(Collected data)
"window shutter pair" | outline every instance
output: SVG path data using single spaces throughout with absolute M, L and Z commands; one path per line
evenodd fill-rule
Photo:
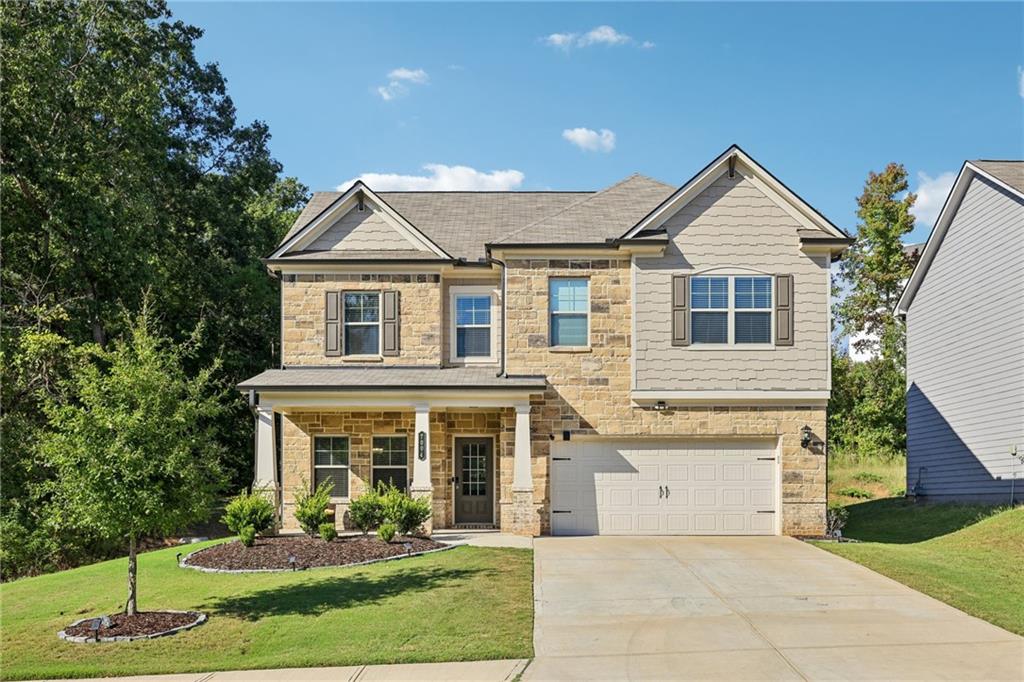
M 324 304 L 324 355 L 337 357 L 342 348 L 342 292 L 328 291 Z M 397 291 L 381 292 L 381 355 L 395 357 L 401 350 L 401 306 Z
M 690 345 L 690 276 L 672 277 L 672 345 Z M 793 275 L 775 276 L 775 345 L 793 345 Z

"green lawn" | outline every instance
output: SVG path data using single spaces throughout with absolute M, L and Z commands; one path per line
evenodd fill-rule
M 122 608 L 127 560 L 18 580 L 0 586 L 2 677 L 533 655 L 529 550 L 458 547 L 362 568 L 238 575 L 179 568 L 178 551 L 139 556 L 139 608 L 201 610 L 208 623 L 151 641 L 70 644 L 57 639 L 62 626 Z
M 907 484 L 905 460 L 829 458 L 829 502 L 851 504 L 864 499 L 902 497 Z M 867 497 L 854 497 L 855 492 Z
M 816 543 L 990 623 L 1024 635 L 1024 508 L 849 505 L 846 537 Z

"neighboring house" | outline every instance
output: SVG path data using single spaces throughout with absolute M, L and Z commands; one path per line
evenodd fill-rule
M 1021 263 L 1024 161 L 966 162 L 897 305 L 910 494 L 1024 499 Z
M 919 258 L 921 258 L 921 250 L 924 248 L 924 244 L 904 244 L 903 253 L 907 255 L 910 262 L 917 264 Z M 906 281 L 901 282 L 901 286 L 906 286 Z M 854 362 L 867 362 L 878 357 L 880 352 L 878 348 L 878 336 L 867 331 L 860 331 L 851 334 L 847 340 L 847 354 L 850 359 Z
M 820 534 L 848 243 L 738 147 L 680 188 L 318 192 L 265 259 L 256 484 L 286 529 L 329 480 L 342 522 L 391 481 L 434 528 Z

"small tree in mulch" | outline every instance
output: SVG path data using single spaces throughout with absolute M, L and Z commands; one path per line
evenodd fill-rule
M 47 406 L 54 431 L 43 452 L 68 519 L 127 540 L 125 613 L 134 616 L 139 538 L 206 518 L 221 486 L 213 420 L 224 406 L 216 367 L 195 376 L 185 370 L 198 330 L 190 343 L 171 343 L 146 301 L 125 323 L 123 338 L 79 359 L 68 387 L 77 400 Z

...

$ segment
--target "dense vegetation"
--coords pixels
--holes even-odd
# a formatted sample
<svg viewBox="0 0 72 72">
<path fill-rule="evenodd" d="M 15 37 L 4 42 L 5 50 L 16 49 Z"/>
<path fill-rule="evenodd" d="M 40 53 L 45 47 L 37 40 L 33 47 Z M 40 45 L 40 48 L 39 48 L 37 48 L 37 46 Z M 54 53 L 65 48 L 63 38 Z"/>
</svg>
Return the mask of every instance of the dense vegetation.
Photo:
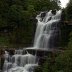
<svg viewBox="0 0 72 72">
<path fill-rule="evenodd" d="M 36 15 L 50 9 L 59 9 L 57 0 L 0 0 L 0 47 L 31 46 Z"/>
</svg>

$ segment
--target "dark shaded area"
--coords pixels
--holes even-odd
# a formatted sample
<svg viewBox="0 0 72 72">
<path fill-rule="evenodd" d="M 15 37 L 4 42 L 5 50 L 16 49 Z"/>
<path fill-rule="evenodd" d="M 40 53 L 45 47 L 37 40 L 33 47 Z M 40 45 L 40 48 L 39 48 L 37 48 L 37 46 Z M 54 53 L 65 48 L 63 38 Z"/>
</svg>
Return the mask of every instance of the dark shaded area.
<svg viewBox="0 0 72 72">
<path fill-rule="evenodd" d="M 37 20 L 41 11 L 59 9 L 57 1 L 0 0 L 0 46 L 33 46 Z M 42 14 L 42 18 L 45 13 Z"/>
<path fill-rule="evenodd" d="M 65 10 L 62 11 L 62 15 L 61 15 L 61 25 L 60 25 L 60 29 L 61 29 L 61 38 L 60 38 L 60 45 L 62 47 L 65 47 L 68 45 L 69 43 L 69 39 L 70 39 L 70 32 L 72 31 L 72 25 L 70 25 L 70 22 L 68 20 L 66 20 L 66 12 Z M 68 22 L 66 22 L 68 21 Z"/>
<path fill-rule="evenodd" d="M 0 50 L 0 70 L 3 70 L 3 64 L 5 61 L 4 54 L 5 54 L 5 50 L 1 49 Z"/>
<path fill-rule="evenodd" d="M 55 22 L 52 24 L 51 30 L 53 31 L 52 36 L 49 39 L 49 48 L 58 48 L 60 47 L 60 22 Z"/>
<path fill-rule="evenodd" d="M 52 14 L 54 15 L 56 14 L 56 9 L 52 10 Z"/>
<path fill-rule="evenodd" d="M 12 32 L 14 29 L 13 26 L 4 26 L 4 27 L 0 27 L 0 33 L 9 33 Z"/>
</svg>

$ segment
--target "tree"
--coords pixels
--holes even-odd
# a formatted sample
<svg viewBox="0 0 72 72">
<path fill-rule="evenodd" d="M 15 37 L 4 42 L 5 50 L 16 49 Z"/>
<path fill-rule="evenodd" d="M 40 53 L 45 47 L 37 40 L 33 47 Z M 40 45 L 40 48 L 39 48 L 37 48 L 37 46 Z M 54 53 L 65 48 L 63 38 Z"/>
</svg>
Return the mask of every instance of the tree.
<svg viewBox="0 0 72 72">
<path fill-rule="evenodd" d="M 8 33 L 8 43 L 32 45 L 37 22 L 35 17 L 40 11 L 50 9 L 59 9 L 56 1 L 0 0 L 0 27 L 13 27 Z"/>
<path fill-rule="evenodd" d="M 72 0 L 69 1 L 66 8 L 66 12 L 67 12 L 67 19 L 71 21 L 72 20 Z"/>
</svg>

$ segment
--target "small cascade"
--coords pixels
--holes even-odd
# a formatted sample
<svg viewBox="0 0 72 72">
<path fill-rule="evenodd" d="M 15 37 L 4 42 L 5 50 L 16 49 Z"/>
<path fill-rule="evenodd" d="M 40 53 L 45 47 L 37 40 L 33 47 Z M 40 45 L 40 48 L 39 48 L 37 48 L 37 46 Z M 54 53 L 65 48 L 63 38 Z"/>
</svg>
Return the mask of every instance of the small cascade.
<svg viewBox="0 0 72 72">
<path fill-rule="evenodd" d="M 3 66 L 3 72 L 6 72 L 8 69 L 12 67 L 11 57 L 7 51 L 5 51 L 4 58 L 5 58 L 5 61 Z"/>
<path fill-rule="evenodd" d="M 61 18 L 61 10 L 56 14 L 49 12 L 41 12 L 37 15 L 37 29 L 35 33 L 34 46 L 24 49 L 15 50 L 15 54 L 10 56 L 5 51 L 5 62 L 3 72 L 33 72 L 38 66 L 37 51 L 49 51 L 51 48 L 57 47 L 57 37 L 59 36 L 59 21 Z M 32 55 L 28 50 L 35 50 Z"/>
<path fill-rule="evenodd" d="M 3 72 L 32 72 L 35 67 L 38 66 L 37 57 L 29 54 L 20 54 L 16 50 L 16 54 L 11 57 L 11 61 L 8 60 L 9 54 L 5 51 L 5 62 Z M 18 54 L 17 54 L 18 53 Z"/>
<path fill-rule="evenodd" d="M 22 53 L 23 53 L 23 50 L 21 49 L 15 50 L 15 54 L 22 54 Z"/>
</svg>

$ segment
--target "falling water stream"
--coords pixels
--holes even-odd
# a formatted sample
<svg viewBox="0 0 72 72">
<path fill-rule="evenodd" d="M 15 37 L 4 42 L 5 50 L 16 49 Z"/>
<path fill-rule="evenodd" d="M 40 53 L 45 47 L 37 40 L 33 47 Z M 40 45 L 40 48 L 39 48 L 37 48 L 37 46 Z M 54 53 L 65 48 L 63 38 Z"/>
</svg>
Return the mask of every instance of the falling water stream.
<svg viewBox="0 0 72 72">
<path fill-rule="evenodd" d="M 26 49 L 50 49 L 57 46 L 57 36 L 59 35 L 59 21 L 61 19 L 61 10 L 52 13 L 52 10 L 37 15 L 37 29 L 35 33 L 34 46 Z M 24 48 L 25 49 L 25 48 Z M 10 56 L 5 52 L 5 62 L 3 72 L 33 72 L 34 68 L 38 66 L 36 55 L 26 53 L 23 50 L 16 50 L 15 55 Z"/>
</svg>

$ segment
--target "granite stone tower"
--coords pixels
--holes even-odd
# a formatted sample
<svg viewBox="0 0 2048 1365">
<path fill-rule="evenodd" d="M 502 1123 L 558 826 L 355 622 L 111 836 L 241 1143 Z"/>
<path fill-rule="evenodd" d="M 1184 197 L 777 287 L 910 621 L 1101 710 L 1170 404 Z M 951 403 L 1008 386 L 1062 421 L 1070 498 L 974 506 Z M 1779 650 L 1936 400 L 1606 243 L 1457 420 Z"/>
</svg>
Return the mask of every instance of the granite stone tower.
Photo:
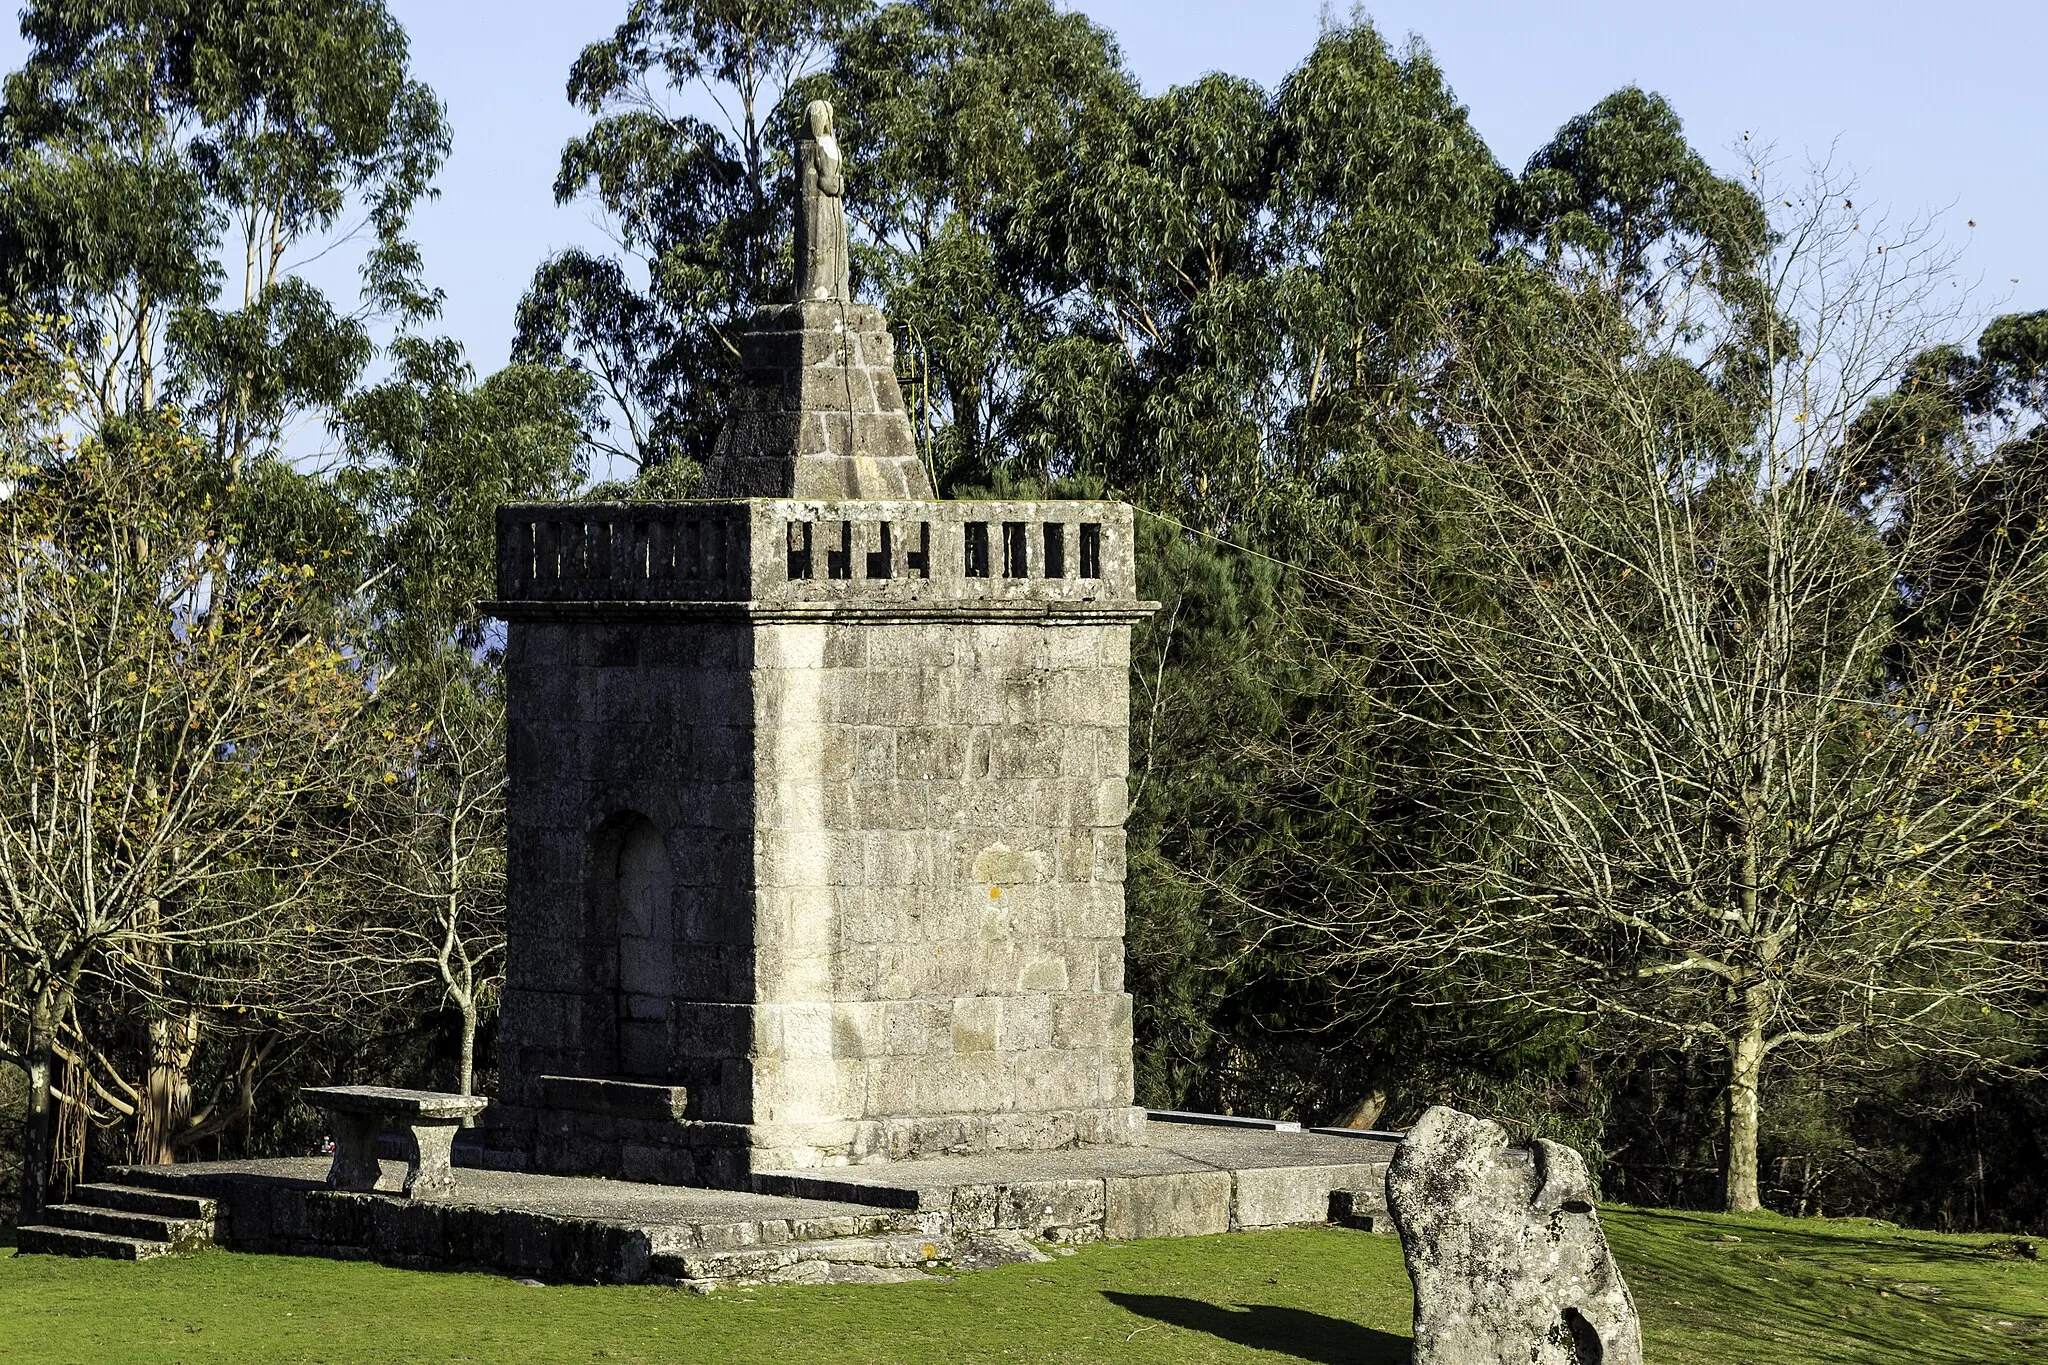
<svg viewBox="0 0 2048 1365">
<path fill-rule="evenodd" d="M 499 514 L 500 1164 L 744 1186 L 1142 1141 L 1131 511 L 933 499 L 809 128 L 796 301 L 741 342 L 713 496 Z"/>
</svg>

Exercise goal:
Each line of the entries above that contains "tower" is to be copied.

Completed task:
--target "granite stone tower"
Return the mask of every instance of the granite stone tower.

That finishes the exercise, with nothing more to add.